_What this task involves_
Among the entries that follow, find every line with the word "below" and list it.

_Provided information_
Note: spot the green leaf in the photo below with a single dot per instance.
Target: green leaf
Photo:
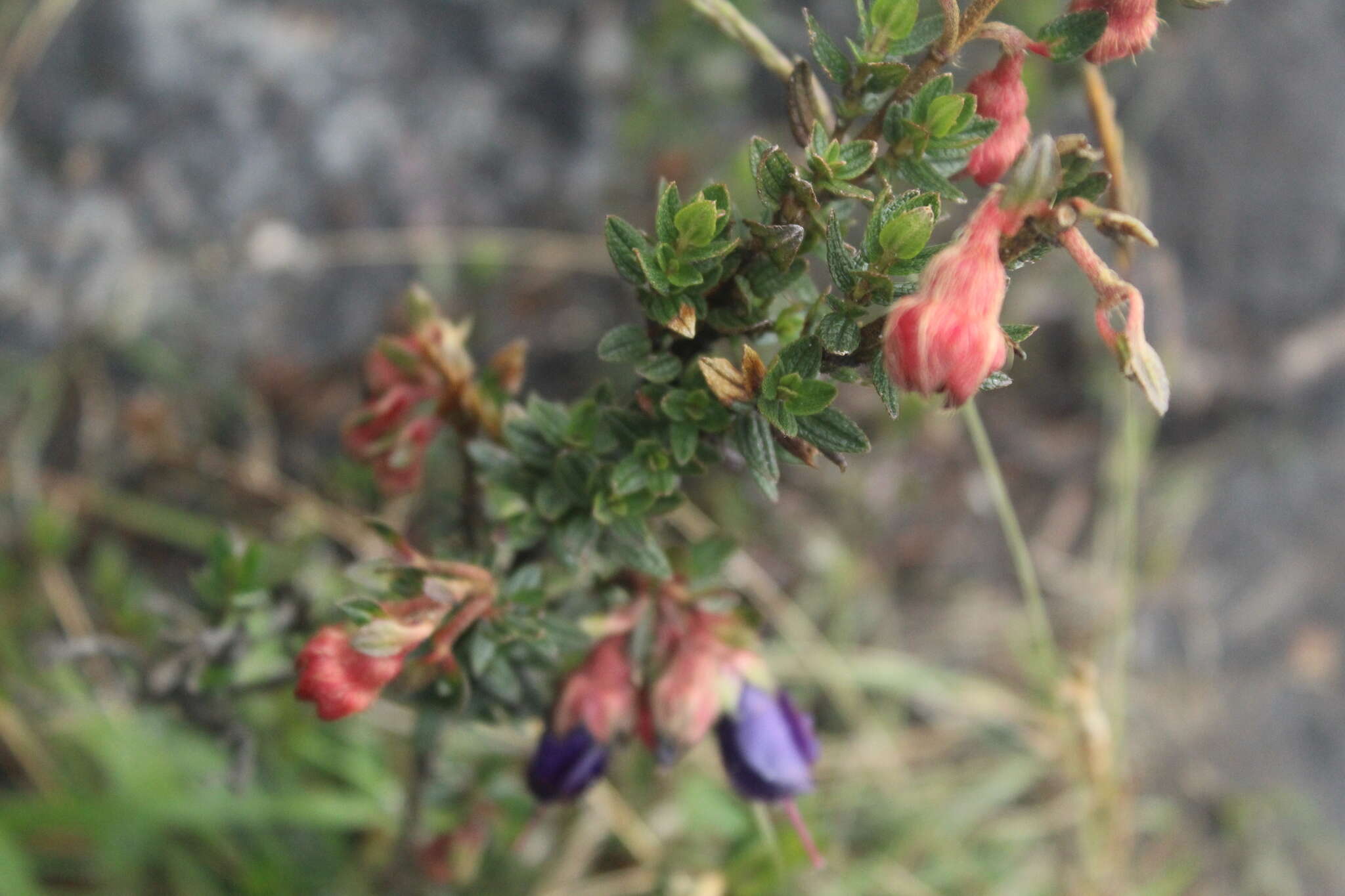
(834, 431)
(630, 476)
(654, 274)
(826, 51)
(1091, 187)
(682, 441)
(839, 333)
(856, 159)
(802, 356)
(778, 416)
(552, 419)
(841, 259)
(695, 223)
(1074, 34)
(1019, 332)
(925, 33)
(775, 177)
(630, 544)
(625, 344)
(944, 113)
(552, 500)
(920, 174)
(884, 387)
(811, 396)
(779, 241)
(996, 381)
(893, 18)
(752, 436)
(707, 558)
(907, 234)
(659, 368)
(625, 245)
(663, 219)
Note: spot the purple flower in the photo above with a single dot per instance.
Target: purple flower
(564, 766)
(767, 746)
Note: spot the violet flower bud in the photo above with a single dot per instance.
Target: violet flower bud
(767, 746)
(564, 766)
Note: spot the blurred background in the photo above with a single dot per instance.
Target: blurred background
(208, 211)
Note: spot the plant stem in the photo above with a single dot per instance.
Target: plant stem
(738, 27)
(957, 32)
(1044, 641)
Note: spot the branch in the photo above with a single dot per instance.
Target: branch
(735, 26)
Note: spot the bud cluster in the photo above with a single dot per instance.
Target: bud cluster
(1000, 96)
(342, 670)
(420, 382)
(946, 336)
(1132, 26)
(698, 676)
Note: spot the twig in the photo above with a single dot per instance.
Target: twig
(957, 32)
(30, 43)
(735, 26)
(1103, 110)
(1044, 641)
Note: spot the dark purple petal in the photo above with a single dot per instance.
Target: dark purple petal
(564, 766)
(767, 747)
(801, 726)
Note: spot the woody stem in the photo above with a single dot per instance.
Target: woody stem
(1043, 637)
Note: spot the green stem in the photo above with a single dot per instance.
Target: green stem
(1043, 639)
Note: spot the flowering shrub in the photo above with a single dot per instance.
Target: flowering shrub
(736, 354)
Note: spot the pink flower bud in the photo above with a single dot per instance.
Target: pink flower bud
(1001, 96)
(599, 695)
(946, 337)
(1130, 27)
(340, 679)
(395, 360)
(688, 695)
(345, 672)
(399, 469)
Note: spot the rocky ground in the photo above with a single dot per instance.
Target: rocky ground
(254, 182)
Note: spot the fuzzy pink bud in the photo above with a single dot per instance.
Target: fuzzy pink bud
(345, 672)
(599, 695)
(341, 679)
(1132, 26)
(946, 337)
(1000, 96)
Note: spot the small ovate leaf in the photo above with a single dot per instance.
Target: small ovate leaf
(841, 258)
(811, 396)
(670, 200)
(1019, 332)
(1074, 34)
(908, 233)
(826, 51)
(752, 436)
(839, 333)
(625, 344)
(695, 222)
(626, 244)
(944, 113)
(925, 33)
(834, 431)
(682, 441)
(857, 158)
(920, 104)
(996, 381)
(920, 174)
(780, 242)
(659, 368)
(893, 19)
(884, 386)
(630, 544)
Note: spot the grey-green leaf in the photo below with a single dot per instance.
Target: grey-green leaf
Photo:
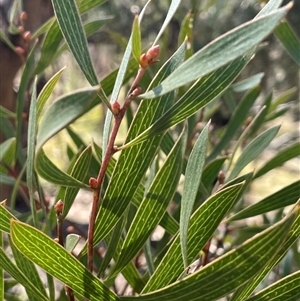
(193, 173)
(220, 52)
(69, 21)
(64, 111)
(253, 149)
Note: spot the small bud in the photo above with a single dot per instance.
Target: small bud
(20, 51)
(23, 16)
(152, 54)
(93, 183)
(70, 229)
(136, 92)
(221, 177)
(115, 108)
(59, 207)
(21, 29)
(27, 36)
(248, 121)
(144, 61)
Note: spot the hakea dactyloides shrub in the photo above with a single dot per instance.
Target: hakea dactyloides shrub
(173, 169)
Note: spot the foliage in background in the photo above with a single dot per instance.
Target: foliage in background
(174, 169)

_Expected output_
Note: spot the green leaf in the photo below with a single dot per instance.
Note: spot the grey-green leaf in the photo below with a single dot per instance.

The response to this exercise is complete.